--- Page extract Enclosed Below ---
High-deductible health plans (HDHPs) are promoted as a means to make patients more prudent shoppers of health care by making them responsible for upfront costs. But it has been well documented that these out-of-pocket costs have caused patients to forgo beneficial health care that they should have. To counter this adverse consequence, health savings accounts (HSAs) have been promoted to cover the upfront expenses. The problem here is that too many people do not have HSAs, and, if they do, the accounts frequently remain unfunded.
This study confirms that increases in HDHP enrollment have occurred in all income and racial/ethnic groups, whereas “Black, Hispanic, and low-income HDHP enrollees were significantly less likely than their White and higher-income counterparts to participate in HSAs.”
The consequences are obvious. Since those who have the greatest need for HSAs are less likely to have them, it is more likely that they will be unable to afford essential upfront health care services and then suffer the adverse health and financial consequences as a result.
--- End of Enclosed Page extract ---
--- Source material Enclosed Below ---
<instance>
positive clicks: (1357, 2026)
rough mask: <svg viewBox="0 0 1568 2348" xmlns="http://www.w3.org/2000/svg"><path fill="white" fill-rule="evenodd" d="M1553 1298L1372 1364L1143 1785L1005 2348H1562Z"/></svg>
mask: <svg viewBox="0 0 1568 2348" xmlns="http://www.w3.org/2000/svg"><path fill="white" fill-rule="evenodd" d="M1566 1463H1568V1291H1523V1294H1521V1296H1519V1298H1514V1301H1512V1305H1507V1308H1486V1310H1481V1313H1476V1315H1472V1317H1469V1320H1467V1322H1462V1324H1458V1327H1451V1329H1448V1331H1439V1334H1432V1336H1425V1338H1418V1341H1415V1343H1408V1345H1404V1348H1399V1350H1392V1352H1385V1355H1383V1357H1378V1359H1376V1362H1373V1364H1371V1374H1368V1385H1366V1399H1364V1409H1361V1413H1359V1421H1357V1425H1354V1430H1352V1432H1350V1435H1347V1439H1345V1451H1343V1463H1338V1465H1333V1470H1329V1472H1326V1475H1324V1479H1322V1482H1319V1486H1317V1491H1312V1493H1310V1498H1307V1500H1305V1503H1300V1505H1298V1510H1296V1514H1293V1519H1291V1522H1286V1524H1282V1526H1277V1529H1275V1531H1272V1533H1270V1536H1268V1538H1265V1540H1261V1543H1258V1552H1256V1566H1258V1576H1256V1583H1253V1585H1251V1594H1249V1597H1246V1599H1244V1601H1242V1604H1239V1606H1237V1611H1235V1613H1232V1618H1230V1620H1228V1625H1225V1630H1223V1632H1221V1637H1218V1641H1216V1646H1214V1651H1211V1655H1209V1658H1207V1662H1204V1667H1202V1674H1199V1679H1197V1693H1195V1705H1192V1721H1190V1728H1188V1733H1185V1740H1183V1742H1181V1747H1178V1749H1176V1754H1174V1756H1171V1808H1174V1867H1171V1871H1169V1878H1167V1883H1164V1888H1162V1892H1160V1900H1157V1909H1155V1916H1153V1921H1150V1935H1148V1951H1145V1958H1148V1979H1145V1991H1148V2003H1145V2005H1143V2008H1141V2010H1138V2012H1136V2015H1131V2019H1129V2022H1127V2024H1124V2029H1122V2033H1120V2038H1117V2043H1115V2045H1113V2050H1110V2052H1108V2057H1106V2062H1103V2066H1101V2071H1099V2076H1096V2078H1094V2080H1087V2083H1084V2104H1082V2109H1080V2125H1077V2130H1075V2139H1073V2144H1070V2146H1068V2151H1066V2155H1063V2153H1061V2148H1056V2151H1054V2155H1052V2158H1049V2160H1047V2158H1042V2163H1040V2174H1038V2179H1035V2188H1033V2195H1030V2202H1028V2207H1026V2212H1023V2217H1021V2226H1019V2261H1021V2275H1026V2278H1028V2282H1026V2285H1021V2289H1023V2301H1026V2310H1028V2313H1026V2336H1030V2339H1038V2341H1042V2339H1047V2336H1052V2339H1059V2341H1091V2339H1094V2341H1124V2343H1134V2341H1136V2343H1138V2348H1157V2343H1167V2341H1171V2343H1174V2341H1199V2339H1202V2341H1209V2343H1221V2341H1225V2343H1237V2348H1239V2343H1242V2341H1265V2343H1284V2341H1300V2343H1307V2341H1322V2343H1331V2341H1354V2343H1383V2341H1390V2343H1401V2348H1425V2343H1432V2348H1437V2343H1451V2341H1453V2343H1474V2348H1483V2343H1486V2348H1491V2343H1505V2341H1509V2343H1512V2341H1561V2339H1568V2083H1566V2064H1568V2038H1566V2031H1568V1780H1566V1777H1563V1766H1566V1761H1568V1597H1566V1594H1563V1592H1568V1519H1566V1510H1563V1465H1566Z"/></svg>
--- End of Enclosed Source material ---
What the task requires ::
Answer these questions about the text on high-deductible health plans:
1. What have the out-of-pocket costs of these plans caused patients to do?
2. What expenses are health savings accounts promoted to cover?
3. Which groups of HDHP enrollees did the study find significantly less likely to participate in HSAs?

Response box ::
1. Forgo beneficial health care that they should have had.
2. The upfront expenses.
3. Black, Hispanic, and low-income enrollees, compared with their White and higher-income counterparts.